───── Page excerpt ─────
The Lutheran Evangelical Church in Italy supports same-sex couples and allowed blessings of same-sex unions in 2011.

====Norway====
In 2013, the Church of Norway allowed blessing of same-sex unions. In a synod-meeting on the 11th of April 2016 the Church of Norway formally allowed same-sex marriages in their churches and announced the commencement of work on a liturgy for same-sex marriages.

====Philippines====

The Metropolitan Community Church of Quezon City (MCCQC), Metropolitan Community Church Makati (MCCMPH), and Metropolitan Community Church of Metro Baguio (MCCMB) officiate Holy Unions for same-sex partners in the Philippines. The Metropolitan Community Church is an Ecumenical Christian Church for all people, with a special ministry to gays, lesbians, bisexuals and transgender people; it advocates for equality and social justice. Its affiliations in The Philippines are the following: MCC Quezon City, MCC Makati, MCC Metro Baguio, MCC Olongapo, and MCC Marikina.

==== Poland ====
In May 2024, clergy from the Evangelical Reformed Church in Poland and Halina Radacz, a pastor in the Evangelical Church of the Augsburg Confession Poland, offered the first documented blessings of same-sex couples in Poland.

====Sweden====
The Church of Sweden performs blessings of same-sex couples. Following the legalization of same-sex marriage in Sweden in May 2009, the Church of Sweden decided in October 2009 to start conducting same-sex weddings in their churches. It had previously blessed same-sex couples using a different ceremony.

==== Reformed churches in Switzerland ====
Most of the reformed churches in Federation of Swiss Protestant Churches perform blessings for same-sex couples, for example
- Reformed Church of Aargau
- Reformed Churches of the Canton Bern-Jura-Solothurn
- Evangelical-Reformed Church of Graubünden
- Evangelical Reformed Church of the Canton of Lucerne
- Evangelical Reformed Church of the Canton of St. Gallen
- Evangelical Reformed Church of the Canton of Schaffhausen
- Chiesa evangelica riformata nel Ticino
- Evangelical Church of the Canton of Thurgau
- Evangelical Reformed Church of the Canton of Vaud
- Evangelical Reformed Church of the Canton of Zürich

In August 2019, the blessing of same-sex marriages is allowed in Swiss Reformed Church.

====United States====
The Evangelical Lutheran Church in America began officially allowing blessings of same-sex couples in late August, 2009—though there were no explicit prohibitions before this point. Studies and dialogue had been under way during the past decade and continued until the 2009 Churchwide Assembly, during which the ELCA passed a resolution by a vote of 619–402 reading "Resolved, that the ELCA commit itself to finding ways to allow congregations that choose to do so to recognize, support and hold publicly accountable lifelong, monogamous, same-gender relationships." That Assembly also affirmed that sexual orientation, in itself, is not to be a qualification or exclusion for ordained ministry. As marriage policy is a congregation matter in the ELCA, same-sex partnership blessings and marriages had been performed by many Lutheran pastors prior to the 2009 actions. In 1993 the ELCA Conference of Bishops stated it did not approve of such ceremonies, but made no comment about same-sex marriage. (The Conference of Bishops is an advisory body of the ELCA.)
─────
Prompt 1 >> Copy the passage on church blessings from "The Metropolitan Community Church of" up to and including "couples in Poland.", swapping "Holy Unions" for "blessing ceremonies".
The passage on church blessings has no connection to the entries after it.
───── Raw records ─────
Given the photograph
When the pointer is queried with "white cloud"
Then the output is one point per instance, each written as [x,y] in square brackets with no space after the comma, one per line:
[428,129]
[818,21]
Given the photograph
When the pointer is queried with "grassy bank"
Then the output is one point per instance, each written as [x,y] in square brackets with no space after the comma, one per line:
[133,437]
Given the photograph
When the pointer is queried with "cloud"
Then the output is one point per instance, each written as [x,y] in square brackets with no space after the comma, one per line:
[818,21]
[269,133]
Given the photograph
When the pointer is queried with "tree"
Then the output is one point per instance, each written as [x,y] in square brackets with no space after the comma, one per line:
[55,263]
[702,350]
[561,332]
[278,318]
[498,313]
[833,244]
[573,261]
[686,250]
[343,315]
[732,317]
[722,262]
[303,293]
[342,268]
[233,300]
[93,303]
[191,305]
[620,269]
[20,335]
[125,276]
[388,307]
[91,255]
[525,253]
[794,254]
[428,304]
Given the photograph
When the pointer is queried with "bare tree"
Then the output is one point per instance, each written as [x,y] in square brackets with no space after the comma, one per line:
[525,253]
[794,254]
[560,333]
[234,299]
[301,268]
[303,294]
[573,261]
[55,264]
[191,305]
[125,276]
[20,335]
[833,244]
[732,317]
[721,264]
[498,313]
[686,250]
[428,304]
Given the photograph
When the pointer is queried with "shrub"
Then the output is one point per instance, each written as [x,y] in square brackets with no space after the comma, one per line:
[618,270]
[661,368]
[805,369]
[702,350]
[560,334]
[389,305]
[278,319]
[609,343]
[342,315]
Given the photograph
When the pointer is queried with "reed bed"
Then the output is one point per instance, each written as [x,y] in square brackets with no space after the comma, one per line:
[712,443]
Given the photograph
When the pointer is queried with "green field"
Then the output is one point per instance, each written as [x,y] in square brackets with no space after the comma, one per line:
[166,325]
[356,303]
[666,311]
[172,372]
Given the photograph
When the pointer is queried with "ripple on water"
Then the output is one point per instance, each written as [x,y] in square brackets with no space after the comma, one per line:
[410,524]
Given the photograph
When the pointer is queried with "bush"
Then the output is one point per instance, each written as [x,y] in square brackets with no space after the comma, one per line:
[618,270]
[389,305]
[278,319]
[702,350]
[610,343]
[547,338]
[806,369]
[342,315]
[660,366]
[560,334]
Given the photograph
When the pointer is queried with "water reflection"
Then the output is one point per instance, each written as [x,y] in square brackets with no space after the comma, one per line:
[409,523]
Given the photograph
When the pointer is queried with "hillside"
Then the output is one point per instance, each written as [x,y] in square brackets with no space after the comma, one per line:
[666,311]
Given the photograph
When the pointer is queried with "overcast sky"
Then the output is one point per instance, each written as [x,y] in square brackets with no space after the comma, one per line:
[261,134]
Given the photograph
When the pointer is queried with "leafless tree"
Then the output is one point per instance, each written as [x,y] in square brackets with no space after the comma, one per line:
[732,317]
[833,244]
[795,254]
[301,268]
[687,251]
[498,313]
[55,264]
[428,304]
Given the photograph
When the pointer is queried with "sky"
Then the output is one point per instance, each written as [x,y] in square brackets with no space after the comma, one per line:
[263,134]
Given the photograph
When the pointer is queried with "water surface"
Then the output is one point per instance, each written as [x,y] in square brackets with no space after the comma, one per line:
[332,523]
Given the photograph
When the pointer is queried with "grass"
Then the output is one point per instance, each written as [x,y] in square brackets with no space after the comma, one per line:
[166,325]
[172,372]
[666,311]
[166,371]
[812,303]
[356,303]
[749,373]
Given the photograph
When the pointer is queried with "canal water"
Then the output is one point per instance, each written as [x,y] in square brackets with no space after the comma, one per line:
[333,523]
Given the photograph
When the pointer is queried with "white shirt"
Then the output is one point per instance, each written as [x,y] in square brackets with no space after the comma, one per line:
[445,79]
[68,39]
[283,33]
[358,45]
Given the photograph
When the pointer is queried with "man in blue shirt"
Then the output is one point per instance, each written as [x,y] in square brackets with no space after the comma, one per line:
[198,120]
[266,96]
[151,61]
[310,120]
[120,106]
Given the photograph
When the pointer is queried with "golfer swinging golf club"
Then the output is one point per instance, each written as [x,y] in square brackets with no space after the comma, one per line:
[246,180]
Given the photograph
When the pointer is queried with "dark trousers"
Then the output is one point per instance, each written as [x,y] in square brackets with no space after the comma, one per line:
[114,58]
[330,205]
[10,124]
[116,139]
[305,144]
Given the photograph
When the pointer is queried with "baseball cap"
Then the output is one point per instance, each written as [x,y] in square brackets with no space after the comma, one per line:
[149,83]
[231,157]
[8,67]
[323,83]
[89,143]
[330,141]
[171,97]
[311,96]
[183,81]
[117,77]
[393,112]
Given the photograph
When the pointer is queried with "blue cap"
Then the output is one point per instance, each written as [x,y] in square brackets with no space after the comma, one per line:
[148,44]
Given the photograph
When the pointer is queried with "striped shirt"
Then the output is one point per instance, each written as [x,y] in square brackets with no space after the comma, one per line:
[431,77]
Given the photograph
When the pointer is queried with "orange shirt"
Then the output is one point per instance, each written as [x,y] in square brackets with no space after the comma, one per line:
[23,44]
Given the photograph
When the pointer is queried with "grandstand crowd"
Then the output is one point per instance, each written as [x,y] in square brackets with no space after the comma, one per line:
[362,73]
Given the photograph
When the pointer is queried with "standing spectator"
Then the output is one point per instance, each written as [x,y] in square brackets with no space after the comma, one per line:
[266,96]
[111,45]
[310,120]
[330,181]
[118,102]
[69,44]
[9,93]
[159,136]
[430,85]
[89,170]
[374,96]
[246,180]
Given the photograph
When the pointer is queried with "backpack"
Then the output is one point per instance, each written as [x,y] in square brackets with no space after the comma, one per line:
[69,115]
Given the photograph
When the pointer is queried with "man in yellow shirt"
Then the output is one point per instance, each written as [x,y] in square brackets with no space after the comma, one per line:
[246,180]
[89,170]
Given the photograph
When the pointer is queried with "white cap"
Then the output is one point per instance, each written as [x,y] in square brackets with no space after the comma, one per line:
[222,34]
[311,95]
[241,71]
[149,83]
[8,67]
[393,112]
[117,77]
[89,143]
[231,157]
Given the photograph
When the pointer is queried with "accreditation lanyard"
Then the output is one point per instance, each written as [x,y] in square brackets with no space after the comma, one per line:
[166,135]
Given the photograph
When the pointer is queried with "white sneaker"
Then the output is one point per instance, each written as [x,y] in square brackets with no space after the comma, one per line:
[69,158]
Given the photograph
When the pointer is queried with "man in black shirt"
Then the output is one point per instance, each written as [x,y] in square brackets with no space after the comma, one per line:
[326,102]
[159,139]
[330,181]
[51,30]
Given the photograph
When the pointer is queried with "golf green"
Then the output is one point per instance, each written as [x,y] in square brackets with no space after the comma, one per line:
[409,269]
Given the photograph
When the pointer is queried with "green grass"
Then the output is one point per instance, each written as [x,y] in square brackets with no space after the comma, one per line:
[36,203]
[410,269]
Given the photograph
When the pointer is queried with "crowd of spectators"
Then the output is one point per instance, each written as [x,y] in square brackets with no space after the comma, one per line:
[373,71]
─────
───── Raw records ─────
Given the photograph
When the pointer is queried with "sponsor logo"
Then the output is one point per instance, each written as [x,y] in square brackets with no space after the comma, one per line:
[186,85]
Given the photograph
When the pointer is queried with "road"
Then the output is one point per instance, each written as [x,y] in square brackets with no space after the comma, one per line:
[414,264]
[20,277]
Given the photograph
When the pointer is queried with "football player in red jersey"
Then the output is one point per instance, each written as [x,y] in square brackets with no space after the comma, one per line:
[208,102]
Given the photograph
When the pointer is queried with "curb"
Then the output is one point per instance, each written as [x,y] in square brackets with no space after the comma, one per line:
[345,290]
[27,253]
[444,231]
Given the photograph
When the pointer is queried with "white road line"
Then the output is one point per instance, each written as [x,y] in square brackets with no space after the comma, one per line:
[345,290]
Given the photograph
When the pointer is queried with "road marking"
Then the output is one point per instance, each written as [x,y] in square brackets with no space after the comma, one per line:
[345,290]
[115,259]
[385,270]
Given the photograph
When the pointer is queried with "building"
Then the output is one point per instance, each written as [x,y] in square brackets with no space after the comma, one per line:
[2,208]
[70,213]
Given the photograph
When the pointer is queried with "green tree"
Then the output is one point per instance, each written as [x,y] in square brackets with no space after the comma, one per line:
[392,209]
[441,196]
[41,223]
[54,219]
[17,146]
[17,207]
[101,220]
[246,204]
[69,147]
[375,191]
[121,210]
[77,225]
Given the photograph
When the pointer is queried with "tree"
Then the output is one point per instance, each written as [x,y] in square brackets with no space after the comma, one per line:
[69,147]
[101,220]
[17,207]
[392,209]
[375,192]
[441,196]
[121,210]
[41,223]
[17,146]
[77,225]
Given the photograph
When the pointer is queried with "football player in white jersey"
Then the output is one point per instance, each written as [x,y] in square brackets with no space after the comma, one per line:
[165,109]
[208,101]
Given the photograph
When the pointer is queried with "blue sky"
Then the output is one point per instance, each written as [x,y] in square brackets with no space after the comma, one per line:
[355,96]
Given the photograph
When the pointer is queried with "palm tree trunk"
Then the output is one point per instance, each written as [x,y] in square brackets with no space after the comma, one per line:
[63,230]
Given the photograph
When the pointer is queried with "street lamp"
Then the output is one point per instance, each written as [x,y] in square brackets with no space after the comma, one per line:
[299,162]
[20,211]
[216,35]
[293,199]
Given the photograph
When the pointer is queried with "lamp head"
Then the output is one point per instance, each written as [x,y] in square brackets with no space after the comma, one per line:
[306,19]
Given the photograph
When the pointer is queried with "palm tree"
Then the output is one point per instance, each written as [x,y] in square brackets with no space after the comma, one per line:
─────
───── Raw records ─────
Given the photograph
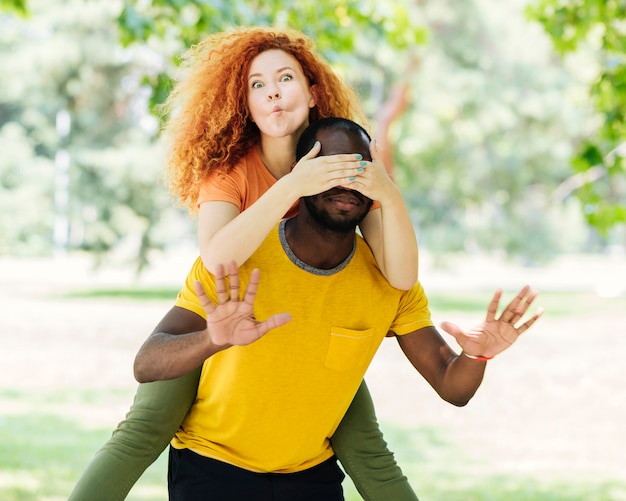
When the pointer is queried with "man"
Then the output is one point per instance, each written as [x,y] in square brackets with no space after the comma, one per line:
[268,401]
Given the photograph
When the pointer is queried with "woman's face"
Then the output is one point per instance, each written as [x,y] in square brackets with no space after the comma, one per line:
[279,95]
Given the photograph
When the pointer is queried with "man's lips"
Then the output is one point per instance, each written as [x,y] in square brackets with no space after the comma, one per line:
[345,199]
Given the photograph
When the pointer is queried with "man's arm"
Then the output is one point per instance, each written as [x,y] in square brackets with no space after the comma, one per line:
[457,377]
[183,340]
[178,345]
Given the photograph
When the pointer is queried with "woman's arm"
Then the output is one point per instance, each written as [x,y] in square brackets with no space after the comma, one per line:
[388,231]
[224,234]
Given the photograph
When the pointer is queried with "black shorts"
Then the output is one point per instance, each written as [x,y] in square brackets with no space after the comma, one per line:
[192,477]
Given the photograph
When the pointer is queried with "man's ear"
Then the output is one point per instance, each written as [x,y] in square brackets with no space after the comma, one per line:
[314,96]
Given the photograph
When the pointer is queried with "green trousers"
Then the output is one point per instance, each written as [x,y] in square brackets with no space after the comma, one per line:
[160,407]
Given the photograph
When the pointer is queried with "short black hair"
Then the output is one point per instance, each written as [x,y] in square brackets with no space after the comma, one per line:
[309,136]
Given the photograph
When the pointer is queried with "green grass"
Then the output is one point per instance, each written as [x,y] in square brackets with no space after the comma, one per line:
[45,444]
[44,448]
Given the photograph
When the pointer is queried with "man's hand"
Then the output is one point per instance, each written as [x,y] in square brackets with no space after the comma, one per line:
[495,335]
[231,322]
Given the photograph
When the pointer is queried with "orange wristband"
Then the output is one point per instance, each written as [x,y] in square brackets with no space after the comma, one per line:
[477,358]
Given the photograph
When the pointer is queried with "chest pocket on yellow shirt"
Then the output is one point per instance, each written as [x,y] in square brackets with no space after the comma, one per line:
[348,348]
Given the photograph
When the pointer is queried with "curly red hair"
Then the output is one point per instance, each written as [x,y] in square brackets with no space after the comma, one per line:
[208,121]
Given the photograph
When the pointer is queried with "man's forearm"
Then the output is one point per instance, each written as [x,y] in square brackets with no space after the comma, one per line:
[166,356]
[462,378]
─────
Prompt 2 >> Collect every line of the entries that contains the string "player". Case counts.

Correct answer 1 >>
The Metropolitan Community Church of Quezon City (MCCQC), Metropolitan Community Church Makati (MCCMPH), and Metropolitan Community Church of Metro Baguio (MCCMB) officiate blessing ceremonies for same-sex partners in the Philippines. The Metropolitan Community Church is an Ecumenical Christian Church for all people, with a special ministry to gays, lesbians, bisexuals and transgender people; it advocates for equality and social justice. Its affiliations in The Philippines are the following: MCC Quezon City, MCC Makati, MCC Metro Baguio, MCC Olongapo, and MCC Marikina.

==== Poland ====
In May 2024, clergy from the Evangelical Reformed Church in Poland and Halina Radacz, a pastor in the Evangelical Church of the Augsburg Confession Poland, offered the first documented blessings of same-sex couples in Poland.

Correct answer 2 >>
When the pointer is queried with "football player in red jersey"
When the pointer is queried with "football player in white jersey"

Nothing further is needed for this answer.